* **Text section**

Remember, the God who inspired Moses to write about people living to the age of 900 years, didn’t have to inspire a story of a 7 day creation unless He had a reason for it. The real question to me is, can I trust Him in this just as I do for so many other things?

Self is our greatest enemy; Christ is our only hope.

Blessings,
H.

I see that your post appears to some of your readers to make sense, that it is a “wonderful explanation of belief in Christ versus belief in the worldly.” However, what they failed to see in your post is that your explanation hinges upon the false premise that a secular education is a “worldly” education, and that even an education in sacred matters is “worldly” if it disagrees with an archaic, academically indefensible interpretation of the Bible.

God did not bless me or any other Christian with an excellent secular education so that we could “take every opinion and thought to the Cross and leave them there.” God blessed us with an excellent secular education so that we could use it effectively to take His message to the world, and so that we could make this present world a better place in which to live. God did not bless me or any other Christian with an excellent sacred education so that we could “take every opinion and thought to the Cross and leave them there.” God blessed us with an excellent sacred education so that we could use it to better understand His word and more effectively take His message to the world.

When God does a deep work in the heart of a man, that man does not falsely accuse his brother’s education of being worldly—he rejoices with his brother that God blessed him with a good education and he encourages his brother to use it effectively. When God does a deep work in the heart of a man, that man does not sit back and do nothing when he sees the credibility of the Bible being destroyed by the preaching and teaching of an archaic, academically indefensible interpretation of the Bible—he admonishes his brothers to lay aside that which is destroying the credibility of the Bible and its message of salvation from sin.

As I said, we all have baggage that follows us. It’s called the flesh.

You can call that “baggage” whatever you want to call it, but the Bible NEVER calls it the “flesh.” The flesh is that part of every man, including the incarnate Christ (Rom. 8:3), that makes him susceptible to temptation, and therefore the word is used in the Bible especially of the bodily appetites.

* **Exercise 1**
Quote the stretch of the listing from the line containing "outline black trousers" through the line containing "132L14 137L11 140L11", character for character.

* **Supplied information**

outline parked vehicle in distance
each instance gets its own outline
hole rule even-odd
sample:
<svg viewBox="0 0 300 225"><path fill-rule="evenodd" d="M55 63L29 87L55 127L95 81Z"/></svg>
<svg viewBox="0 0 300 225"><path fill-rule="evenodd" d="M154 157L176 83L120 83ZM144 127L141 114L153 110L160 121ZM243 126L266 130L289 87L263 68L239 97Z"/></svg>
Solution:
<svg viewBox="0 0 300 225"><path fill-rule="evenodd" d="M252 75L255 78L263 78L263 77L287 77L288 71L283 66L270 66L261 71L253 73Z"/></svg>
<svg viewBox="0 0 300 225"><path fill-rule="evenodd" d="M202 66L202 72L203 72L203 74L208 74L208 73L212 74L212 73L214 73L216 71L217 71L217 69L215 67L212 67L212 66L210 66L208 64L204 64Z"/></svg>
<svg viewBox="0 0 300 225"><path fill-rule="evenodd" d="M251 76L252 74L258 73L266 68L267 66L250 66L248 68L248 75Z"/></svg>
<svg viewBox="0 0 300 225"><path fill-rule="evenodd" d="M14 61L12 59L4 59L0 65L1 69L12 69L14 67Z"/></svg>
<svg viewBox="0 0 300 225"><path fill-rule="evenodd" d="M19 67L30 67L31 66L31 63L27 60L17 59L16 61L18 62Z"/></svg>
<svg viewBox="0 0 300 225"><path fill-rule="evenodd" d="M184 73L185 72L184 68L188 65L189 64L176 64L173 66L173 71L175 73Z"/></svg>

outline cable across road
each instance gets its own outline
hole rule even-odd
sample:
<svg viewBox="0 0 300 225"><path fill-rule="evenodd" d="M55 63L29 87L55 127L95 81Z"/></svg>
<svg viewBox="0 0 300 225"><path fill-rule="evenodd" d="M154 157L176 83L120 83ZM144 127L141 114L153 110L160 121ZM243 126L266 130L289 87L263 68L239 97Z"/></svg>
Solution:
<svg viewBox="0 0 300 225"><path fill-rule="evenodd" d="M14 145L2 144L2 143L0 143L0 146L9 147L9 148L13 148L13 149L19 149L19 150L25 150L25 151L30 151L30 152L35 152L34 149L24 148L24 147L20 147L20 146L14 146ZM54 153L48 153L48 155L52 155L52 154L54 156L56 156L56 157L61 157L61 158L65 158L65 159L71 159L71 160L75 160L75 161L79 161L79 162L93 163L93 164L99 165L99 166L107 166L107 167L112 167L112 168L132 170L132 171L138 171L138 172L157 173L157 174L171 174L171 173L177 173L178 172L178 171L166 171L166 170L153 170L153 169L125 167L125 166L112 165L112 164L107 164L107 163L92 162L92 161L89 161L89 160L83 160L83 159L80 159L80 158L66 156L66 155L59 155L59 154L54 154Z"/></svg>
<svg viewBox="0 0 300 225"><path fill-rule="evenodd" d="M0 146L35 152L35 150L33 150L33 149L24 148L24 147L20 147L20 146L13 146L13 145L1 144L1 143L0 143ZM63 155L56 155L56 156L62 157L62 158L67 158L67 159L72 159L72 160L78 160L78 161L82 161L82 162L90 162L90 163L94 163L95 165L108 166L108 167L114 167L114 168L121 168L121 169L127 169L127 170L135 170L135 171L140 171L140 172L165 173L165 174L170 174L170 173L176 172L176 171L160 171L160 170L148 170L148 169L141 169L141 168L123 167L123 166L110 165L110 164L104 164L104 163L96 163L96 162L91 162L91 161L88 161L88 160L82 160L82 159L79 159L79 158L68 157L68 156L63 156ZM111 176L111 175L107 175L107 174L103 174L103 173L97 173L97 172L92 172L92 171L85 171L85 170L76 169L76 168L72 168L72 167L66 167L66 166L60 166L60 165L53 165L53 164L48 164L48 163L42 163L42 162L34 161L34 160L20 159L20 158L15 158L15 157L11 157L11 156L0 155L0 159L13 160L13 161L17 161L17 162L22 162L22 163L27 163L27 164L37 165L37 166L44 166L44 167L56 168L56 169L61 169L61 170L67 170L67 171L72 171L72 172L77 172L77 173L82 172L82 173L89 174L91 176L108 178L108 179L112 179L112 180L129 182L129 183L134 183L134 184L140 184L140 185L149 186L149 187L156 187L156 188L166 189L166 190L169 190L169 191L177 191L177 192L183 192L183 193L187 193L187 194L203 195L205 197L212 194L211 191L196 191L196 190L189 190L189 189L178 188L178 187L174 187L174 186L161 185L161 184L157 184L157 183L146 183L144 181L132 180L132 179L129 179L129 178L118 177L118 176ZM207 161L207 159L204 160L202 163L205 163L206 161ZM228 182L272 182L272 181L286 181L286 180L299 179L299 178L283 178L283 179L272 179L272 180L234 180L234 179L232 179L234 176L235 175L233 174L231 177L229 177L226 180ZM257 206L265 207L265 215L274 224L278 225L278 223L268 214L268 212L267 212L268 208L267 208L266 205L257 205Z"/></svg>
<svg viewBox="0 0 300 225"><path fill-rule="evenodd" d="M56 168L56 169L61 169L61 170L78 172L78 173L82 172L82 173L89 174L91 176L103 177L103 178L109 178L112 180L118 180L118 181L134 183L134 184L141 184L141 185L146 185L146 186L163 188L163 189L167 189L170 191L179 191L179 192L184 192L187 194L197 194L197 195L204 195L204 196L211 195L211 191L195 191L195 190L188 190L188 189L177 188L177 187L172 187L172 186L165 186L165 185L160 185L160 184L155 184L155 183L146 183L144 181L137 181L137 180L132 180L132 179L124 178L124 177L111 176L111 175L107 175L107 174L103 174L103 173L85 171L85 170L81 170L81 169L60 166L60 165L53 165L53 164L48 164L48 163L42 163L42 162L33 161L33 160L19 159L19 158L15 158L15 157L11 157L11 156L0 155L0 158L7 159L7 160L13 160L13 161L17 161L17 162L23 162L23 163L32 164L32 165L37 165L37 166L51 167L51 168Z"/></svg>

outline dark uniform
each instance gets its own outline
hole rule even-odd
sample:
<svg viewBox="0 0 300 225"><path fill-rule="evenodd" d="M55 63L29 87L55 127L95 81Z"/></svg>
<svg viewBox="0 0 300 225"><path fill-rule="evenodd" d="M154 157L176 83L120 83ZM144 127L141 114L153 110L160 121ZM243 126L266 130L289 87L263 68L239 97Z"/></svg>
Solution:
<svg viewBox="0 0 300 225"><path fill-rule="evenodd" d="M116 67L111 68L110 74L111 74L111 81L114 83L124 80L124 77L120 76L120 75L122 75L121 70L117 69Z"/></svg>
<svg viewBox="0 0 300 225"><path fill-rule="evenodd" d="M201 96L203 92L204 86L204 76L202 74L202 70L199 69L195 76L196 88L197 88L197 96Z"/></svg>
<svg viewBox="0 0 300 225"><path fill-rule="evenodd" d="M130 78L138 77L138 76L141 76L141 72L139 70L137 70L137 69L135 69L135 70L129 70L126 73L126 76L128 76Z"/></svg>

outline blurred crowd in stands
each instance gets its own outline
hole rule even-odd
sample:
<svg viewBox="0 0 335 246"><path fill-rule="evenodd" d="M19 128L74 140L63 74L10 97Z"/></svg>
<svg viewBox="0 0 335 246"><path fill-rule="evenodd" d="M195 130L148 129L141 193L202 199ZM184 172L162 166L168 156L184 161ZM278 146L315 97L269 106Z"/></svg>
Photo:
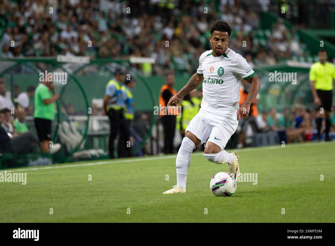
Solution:
<svg viewBox="0 0 335 246"><path fill-rule="evenodd" d="M268 2L259 1L259 9L266 9ZM150 57L156 59L152 66L134 66L145 74L163 75L168 69L192 74L198 58L211 49L209 29L218 19L233 30L229 48L252 67L303 54L304 44L282 20L265 35L268 41L255 37L259 15L231 0L1 0L0 57Z"/></svg>

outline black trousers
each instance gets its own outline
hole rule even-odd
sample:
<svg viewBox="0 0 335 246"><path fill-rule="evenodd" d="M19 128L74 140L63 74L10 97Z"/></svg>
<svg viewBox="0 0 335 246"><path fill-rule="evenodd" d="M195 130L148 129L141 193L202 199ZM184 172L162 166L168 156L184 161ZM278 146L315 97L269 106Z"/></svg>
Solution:
<svg viewBox="0 0 335 246"><path fill-rule="evenodd" d="M176 129L175 115L166 115L161 118L164 130L164 153L173 153L173 139Z"/></svg>
<svg viewBox="0 0 335 246"><path fill-rule="evenodd" d="M132 156L130 144L131 120L126 119L121 125L118 144L118 155L119 158L129 157Z"/></svg>
<svg viewBox="0 0 335 246"><path fill-rule="evenodd" d="M27 132L14 137L11 140L11 145L14 154L40 153L41 146L37 137Z"/></svg>
<svg viewBox="0 0 335 246"><path fill-rule="evenodd" d="M127 127L127 123L123 114L123 110L116 110L111 108L108 111L107 115L109 118L110 126L108 142L110 158L113 159L115 158L114 154L114 142L118 135L119 135L119 141L118 143L118 157L125 157L126 156L126 148L128 148L127 147L127 142L129 141L130 133L129 128Z"/></svg>

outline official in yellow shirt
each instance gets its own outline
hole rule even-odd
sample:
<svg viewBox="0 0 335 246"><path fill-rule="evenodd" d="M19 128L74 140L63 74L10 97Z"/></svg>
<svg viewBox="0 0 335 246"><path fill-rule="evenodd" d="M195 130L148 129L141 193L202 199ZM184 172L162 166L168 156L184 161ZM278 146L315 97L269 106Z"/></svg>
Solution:
<svg viewBox="0 0 335 246"><path fill-rule="evenodd" d="M326 116L325 140L330 141L329 134L330 129L330 117L333 100L333 89L335 87L335 67L327 61L327 52L319 51L319 61L313 64L310 71L311 89L317 106L318 117L317 138L321 138L321 127L324 116Z"/></svg>

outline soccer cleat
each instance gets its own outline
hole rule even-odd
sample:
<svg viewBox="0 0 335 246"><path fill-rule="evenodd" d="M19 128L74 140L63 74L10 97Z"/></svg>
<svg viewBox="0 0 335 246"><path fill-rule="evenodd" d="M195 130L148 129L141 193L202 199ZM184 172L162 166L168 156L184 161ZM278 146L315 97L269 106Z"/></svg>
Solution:
<svg viewBox="0 0 335 246"><path fill-rule="evenodd" d="M186 193L186 190L184 189L179 185L174 185L171 190L166 190L163 194L174 194L174 193Z"/></svg>
<svg viewBox="0 0 335 246"><path fill-rule="evenodd" d="M51 154L54 154L62 148L60 144L54 144L54 146L49 149L49 153Z"/></svg>
<svg viewBox="0 0 335 246"><path fill-rule="evenodd" d="M234 161L230 164L227 163L229 169L229 173L233 176L236 180L237 180L240 175L240 167L239 166L239 156L235 152L233 152L230 154L234 155L235 159Z"/></svg>

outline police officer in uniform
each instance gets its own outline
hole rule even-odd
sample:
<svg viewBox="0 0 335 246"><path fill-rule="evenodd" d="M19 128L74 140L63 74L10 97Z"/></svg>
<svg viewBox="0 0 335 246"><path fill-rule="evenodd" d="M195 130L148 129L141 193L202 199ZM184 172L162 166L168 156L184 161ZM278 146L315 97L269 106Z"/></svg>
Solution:
<svg viewBox="0 0 335 246"><path fill-rule="evenodd" d="M106 86L104 98L104 107L106 114L109 118L111 127L108 144L111 159L115 157L114 154L114 141L122 129L122 126L125 124L124 113L126 99L121 88L126 79L124 70L122 68L118 68L114 75L114 78L110 80ZM119 141L119 150L122 149L120 146L121 144ZM119 151L118 152L119 156L120 153Z"/></svg>

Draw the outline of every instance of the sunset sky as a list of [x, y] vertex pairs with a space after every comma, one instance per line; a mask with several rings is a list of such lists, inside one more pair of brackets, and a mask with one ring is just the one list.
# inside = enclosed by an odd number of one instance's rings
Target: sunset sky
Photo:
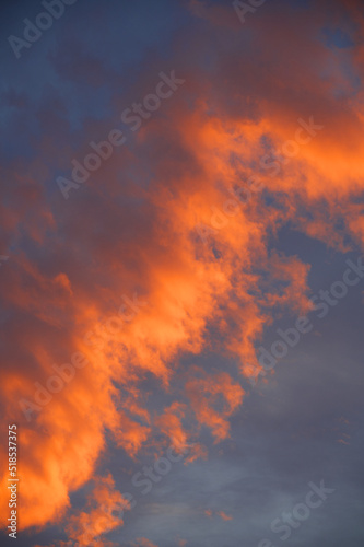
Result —
[[362, 547], [363, 2], [1, 8], [0, 545]]

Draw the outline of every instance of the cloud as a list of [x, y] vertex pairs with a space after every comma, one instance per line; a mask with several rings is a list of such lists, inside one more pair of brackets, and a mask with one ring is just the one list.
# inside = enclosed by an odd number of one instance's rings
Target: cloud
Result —
[[[344, 11], [356, 14], [359, 5], [350, 2]], [[363, 244], [361, 31], [352, 31], [352, 49], [328, 48], [317, 32], [343, 8], [338, 2], [331, 15], [325, 7], [301, 12], [300, 24], [293, 8], [278, 9], [272, 24], [267, 5], [242, 35], [231, 4], [227, 13], [220, 4], [190, 2], [198, 32], [186, 47], [178, 33], [173, 42], [183, 93], [67, 203], [49, 190], [47, 165], [64, 168], [84, 158], [86, 143], [106, 135], [108, 124], [83, 120], [71, 143], [64, 137], [70, 120], [58, 124], [66, 106], [57, 91], [37, 106], [42, 137], [28, 160], [20, 160], [20, 150], [7, 163], [1, 206], [1, 253], [11, 259], [1, 268], [0, 395], [5, 421], [19, 424], [20, 454], [27, 455], [20, 467], [23, 528], [59, 523], [72, 509], [70, 494], [92, 478], [89, 512], [74, 509], [70, 536], [81, 538], [82, 525], [95, 519], [95, 534], [122, 524], [113, 510], [103, 516], [97, 509], [122, 502], [110, 477], [97, 478], [106, 431], [131, 458], [152, 435], [185, 445], [206, 427], [214, 442], [228, 438], [245, 396], [235, 370], [190, 366], [186, 374], [183, 358], [214, 351], [234, 359], [244, 381], [260, 370], [255, 348], [266, 326], [277, 314], [307, 311], [309, 265], [277, 248], [281, 230], [340, 251]], [[247, 50], [251, 55], [243, 55]], [[69, 50], [63, 55], [54, 60], [63, 78], [80, 81], [90, 68], [96, 69], [92, 85], [105, 77], [87, 51], [72, 66]], [[160, 62], [152, 59], [141, 74], [139, 95], [153, 89]], [[109, 78], [115, 105], [118, 79]], [[297, 120], [307, 125], [310, 116], [322, 130], [294, 158], [284, 155]], [[27, 118], [14, 120], [21, 132]], [[253, 176], [260, 189], [248, 186]], [[136, 307], [134, 294], [146, 304]], [[45, 398], [54, 364], [69, 363], [74, 352], [85, 366], [44, 408], [37, 405], [28, 423], [19, 401], [34, 401], [39, 391]], [[151, 379], [175, 400], [153, 408]], [[206, 455], [197, 444], [188, 461]], [[4, 464], [1, 472], [4, 487]], [[1, 498], [3, 515], [5, 505]]]

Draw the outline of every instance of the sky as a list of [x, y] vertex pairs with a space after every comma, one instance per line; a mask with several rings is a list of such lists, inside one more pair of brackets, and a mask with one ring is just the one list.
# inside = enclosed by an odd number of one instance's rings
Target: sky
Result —
[[1, 546], [362, 547], [361, 0], [1, 10]]

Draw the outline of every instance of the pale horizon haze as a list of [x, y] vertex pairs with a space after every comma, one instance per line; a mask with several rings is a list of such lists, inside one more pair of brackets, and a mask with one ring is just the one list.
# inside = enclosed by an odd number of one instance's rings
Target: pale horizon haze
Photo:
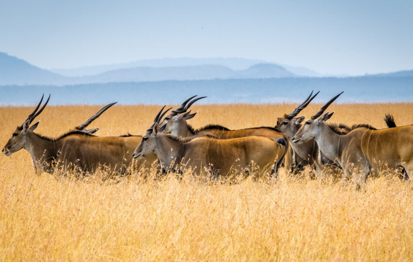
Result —
[[0, 51], [46, 69], [240, 57], [325, 75], [413, 69], [412, 1], [0, 1]]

* **Exercise 2**
Reproduce the stretch of the faith and education text from "I see that your" through "of the Bible.", replacing "readers" with "followers".

* **Full answer 1**
outline black trousers
each instance gets its own outline
hole rule even-odd
sample:
<svg viewBox="0 0 335 246"><path fill-rule="evenodd" d="M19 128L74 140L63 74L10 97Z"/></svg>
<svg viewBox="0 0 335 246"><path fill-rule="evenodd" d="M195 130L148 129L141 193L202 199ZM184 172L162 166L168 156L184 161ZM278 146L315 97L269 106Z"/></svg>
Solution:
<svg viewBox="0 0 335 246"><path fill-rule="evenodd" d="M176 129L175 115L166 115L161 118L164 130L164 153L173 153L173 139Z"/></svg>
<svg viewBox="0 0 335 246"><path fill-rule="evenodd" d="M132 156L130 144L131 120L126 119L121 125L118 144L118 155L119 158L129 157Z"/></svg>
<svg viewBox="0 0 335 246"><path fill-rule="evenodd" d="M27 132L14 137L11 140L11 145L14 154L40 153L41 146L37 137Z"/></svg>

* **Full answer 2**
I see that your post appears to some of your followers to make sense, that it is a “wonderful explanation of belief in Christ versus belief in the worldly.” However, what they failed to see in your post is that your explanation hinges upon the false premise that a secular education is a “worldly” education, and that even an education in sacred matters is “worldly” if it disagrees with an archaic, academically indefensible interpretation of the Bible.